STATED PROBLEM: Gather every line of the listing below that contains the word "hand". Match case exactly.

╔══

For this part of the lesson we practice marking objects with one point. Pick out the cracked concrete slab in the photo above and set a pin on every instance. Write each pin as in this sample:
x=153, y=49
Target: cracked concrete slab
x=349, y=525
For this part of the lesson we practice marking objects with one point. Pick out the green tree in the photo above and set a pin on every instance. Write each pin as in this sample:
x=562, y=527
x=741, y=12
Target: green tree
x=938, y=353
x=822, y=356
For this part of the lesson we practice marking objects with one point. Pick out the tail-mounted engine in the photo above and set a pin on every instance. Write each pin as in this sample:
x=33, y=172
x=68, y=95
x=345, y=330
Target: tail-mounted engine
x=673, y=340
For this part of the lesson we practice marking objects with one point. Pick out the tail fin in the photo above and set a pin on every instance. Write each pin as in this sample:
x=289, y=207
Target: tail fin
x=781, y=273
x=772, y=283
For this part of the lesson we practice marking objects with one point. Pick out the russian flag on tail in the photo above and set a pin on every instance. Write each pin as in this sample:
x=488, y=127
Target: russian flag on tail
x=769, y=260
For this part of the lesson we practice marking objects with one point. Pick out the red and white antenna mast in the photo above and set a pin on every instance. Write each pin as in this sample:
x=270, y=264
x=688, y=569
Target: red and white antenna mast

╚══
╔══

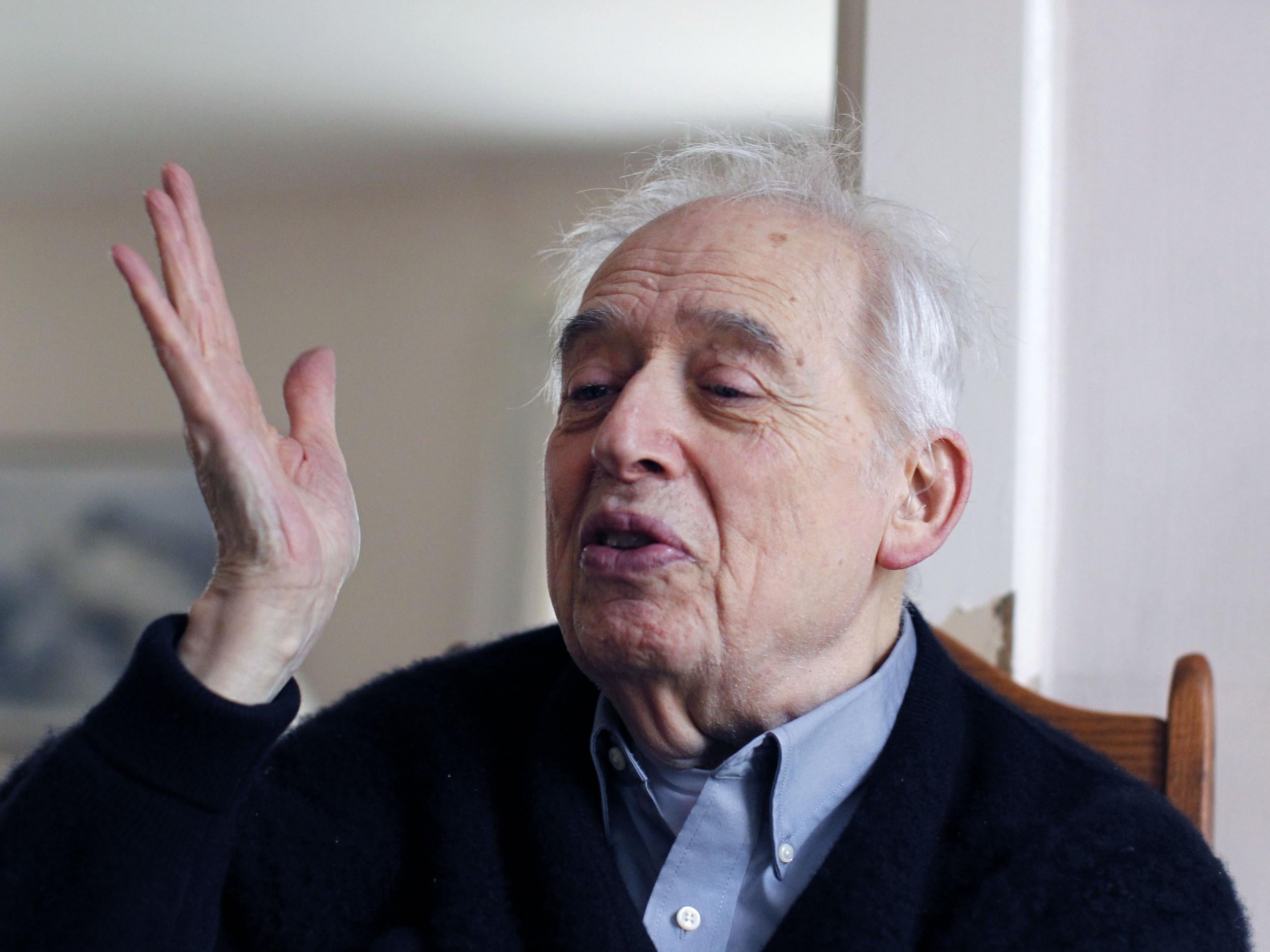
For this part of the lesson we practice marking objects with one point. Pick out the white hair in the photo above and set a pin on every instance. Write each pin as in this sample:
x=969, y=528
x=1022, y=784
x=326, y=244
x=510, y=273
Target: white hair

╚══
╔══

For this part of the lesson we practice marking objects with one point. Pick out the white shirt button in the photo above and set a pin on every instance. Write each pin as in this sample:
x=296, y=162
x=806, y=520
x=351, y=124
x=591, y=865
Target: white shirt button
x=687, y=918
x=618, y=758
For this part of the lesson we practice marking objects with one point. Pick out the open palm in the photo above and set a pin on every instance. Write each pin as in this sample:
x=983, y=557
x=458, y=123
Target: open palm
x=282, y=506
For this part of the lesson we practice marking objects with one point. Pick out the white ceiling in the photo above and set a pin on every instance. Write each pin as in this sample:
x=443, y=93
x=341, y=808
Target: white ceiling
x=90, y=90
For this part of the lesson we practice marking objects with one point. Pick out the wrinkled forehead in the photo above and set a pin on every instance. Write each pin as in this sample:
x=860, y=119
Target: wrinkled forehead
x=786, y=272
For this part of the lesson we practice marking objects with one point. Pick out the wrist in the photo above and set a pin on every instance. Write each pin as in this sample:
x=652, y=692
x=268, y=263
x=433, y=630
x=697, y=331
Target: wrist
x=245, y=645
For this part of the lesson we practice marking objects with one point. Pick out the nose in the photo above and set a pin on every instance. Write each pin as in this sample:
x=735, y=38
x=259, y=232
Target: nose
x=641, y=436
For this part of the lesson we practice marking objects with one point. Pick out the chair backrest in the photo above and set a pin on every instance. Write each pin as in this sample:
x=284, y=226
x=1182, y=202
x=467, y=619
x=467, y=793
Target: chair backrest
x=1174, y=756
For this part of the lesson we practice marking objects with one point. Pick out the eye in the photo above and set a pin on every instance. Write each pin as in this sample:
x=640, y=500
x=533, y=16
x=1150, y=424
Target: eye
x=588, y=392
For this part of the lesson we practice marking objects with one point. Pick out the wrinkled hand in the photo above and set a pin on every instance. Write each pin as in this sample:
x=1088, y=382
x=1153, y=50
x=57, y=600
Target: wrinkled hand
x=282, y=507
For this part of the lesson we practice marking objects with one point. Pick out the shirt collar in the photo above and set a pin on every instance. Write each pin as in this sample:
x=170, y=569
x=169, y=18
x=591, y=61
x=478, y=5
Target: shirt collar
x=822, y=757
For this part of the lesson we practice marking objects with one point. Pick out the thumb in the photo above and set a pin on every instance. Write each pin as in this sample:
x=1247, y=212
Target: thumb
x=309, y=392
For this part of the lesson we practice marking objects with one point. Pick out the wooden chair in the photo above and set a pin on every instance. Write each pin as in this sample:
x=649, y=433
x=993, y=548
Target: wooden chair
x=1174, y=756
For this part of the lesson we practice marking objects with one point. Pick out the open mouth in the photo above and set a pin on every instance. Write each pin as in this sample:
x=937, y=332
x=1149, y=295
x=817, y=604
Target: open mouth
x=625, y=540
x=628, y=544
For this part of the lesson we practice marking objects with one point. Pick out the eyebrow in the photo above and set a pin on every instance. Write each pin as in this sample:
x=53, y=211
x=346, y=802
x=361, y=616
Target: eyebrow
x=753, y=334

╚══

ANSWER TO THIS PROBLEM:
For this part of the lesson we practice marking objects with one point. Pick out the wrinkled hand in the photo above and set a pin on every instance. Write each pin as in this sample:
Target: wrinkled hand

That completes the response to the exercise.